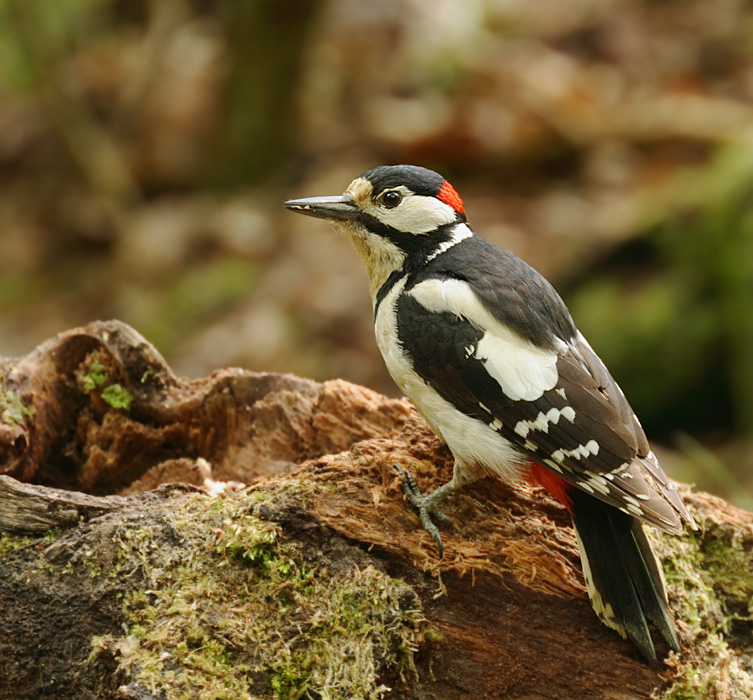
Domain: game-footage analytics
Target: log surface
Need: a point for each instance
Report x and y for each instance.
(504, 613)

● TASK REQUIREMENTS: Drop the pictures and reproduce the rest of the data exactly.

● THE COMPLETED TASK:
Domain: game-footage analytics
Target: log surface
Need: a point for each instance
Report x and y for each instance.
(504, 613)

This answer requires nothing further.